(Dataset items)
• • • • • • •

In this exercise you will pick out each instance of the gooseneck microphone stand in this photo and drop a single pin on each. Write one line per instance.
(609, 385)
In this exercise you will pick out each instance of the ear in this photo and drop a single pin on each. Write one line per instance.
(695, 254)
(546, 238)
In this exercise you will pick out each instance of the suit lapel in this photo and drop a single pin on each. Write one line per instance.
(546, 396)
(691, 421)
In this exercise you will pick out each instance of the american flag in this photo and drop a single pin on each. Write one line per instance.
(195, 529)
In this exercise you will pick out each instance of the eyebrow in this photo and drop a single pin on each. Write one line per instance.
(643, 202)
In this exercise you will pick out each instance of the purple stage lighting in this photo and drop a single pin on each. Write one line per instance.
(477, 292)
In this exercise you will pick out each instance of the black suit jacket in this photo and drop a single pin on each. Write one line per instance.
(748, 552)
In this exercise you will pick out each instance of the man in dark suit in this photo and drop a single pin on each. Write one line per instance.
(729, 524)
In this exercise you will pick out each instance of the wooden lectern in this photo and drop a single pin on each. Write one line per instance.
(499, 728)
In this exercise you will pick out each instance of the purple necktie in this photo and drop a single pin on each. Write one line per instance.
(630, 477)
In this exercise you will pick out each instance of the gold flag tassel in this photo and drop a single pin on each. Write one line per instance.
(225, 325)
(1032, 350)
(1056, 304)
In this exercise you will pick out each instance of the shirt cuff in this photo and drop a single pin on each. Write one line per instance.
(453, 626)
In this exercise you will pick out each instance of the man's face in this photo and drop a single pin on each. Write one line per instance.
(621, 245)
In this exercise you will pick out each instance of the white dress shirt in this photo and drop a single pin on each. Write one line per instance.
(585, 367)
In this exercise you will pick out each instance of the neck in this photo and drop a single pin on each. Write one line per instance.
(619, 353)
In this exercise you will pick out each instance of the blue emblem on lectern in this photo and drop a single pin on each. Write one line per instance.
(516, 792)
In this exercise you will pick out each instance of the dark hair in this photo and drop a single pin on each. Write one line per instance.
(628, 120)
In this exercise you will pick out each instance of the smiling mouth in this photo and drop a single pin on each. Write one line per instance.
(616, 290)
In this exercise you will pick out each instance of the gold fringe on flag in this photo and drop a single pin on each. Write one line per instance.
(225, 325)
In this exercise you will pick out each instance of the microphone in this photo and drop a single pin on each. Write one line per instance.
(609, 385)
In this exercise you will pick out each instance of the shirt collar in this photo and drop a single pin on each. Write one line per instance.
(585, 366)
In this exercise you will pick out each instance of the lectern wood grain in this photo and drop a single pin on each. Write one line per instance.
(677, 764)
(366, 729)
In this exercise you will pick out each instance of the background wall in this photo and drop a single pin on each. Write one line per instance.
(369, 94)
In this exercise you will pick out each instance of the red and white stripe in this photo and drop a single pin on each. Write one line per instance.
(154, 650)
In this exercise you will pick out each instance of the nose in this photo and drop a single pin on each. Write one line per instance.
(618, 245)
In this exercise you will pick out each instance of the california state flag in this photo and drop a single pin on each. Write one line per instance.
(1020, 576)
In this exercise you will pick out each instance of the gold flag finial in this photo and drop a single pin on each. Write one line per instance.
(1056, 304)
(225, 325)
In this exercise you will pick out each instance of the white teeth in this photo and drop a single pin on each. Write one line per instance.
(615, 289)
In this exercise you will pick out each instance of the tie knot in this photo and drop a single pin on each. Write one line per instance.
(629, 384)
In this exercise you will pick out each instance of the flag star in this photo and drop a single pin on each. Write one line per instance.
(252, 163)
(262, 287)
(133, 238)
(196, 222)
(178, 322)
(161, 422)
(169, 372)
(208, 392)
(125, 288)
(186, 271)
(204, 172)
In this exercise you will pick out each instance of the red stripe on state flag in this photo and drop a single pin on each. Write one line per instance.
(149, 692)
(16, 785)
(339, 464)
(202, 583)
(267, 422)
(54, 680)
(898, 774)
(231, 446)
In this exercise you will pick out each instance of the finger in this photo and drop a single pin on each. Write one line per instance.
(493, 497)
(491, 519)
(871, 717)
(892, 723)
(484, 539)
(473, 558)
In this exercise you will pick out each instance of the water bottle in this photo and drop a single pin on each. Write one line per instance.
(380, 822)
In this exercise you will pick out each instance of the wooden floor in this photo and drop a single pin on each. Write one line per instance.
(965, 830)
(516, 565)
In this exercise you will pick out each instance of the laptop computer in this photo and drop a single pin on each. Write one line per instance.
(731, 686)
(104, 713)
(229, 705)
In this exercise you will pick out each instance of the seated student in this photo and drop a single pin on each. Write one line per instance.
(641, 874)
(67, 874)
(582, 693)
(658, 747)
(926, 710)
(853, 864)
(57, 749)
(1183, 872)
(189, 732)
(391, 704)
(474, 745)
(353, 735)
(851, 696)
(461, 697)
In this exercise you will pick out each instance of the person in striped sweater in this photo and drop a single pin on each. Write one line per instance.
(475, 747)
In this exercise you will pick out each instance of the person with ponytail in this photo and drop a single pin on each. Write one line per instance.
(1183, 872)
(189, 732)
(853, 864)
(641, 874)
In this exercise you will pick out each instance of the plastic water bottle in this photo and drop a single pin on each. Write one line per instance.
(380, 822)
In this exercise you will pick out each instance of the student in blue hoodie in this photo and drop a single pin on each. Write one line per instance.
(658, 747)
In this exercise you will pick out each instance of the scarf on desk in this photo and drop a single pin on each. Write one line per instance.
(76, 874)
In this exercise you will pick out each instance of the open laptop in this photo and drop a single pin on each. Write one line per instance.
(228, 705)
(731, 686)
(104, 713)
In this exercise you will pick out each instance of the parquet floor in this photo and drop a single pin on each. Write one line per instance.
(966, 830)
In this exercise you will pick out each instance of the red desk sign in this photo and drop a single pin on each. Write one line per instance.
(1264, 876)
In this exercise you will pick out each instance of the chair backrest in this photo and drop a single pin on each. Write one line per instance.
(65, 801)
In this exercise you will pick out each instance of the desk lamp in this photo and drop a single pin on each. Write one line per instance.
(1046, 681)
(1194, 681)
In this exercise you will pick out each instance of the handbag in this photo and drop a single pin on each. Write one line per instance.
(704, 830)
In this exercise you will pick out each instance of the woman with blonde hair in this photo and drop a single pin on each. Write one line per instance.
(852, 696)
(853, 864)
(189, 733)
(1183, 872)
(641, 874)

• • • • • • •

Goal of the exercise → Rescale the material from the line containing "of the handbag" through the end, both included. Repeat every line, requests included, with each pin coordinate multiplied by 1.5 and rounded to a whole number, halves rounding up.

Correct response →
In this exercise you will pick out each instance of the handbag in this photo and drop a single pin on each. Write one line per instance.
(1056, 1245)
In this exercise you will pick out each instance of the woman with blonde hair in this photo and drop a single pin on each. Write one line per instance.
(1278, 1044)
(1280, 1296)
(284, 1100)
(1775, 1308)
(962, 1311)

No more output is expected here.